Text provided ->
^^^^^^^^
The NY Times reported Monday that parent company We halted its IPO plans. The article explains the sentiment around WeWork perfectly, saying:

“The move is the clearest sign yet that investors are increasingly wary of ambitious young companies that have run up huge losses and might not be profitable for years.”

We couldn’t agree more.

The fun doesn’t end for WeWork with the IPO halt. They have cash problems to worry about. The company sported around $2.5B in cash at the end of June. That cash will likely evaporate by the end of the year.

Living on a Prayer

WeWork is the epitome of a train wreck at this point. The company’s fired their CEO, halted the IPO and struggles to secure lines of credit to keep the business afloat.

We’s bonds went from 102 cents on the dollar to 85 cents. Yields skyrocketed to 11%. In other words, every sign is pointing to the same conclusion: WeWork isn’t a good business.

Yet despite the obvious warning signs, WeWork’s negotiating deals with JPMorgan Chase. This last ditch effort appears to be in restructuring their $6B loan that was originally offered.
^^^^^^^^
Directives ->
1. According to the WeWork article, how much cash did the company have at the end of June?
2. Please transcribe the records word for word, starting at the line containing "of the asphalt" and ending at the line containing "[1137, 656]".
^^^^^^^^
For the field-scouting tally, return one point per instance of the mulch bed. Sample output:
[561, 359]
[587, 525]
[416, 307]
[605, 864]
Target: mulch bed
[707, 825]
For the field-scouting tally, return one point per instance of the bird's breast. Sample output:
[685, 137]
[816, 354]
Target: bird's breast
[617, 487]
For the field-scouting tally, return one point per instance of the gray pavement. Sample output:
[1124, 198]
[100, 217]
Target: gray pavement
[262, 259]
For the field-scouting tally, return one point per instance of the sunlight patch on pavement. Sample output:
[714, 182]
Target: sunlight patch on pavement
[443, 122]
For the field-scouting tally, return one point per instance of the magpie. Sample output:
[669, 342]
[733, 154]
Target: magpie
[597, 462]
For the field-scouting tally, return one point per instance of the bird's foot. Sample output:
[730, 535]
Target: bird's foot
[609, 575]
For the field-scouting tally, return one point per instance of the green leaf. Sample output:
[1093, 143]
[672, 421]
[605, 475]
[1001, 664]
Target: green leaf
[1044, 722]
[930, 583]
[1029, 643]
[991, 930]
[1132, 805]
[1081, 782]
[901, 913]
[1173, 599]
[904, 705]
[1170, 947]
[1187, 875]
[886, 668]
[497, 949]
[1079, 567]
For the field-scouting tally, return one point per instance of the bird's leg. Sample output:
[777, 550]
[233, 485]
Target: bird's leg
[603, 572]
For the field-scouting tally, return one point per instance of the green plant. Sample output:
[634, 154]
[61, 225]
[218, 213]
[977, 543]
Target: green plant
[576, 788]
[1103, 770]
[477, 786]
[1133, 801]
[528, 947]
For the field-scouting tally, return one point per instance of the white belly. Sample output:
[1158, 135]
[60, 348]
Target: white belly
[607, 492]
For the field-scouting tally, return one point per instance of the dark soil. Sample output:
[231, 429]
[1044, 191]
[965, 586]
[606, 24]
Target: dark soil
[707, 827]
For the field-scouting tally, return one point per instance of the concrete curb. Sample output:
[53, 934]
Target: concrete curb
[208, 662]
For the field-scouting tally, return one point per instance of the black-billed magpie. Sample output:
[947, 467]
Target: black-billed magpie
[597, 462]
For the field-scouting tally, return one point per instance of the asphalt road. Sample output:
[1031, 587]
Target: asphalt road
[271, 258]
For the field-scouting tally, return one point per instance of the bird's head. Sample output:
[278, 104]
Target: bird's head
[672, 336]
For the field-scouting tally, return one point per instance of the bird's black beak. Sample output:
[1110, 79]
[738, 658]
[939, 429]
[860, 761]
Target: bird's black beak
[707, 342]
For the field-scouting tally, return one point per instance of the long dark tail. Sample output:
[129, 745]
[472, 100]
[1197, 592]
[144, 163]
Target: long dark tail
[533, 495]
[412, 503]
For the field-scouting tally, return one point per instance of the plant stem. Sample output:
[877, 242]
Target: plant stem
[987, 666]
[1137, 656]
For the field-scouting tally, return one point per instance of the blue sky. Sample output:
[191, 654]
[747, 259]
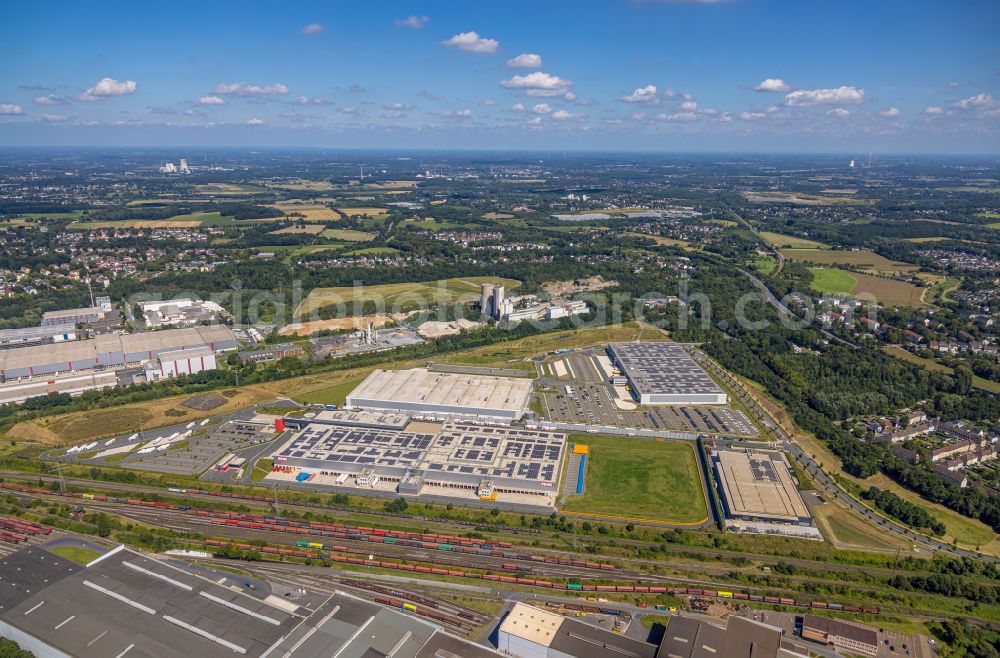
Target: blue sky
[725, 75]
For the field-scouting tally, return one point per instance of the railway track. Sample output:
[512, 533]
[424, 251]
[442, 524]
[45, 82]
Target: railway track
[697, 553]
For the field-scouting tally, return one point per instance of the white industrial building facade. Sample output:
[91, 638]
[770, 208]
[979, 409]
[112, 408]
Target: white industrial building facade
[422, 391]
^^^^^^^^
Results ->
1. Around $2.5B.

2.
For the field-scouting tally, return one point per instance of the asphalt road. Sample output:
[1031, 587]
Target: asphalt road
[271, 258]
For the field-scouting tally, return one point per instance of the bird's head. Sample output:
[278, 104]
Target: bird's head
[672, 336]
For the field-scouting tally, return one point per instance of the bird's black beak. Sample output:
[1110, 79]
[738, 658]
[939, 429]
[860, 761]
Target: bird's black beak
[707, 342]
For the field-scouting tally, return one point per instance of the long dark tail. Sample output:
[129, 745]
[472, 100]
[1197, 592]
[144, 163]
Target: long dark tail
[533, 495]
[412, 503]
For the field-scouting tally, return one point per instance of the plant stem. Sample output:
[877, 242]
Target: plant stem
[987, 666]
[1137, 656]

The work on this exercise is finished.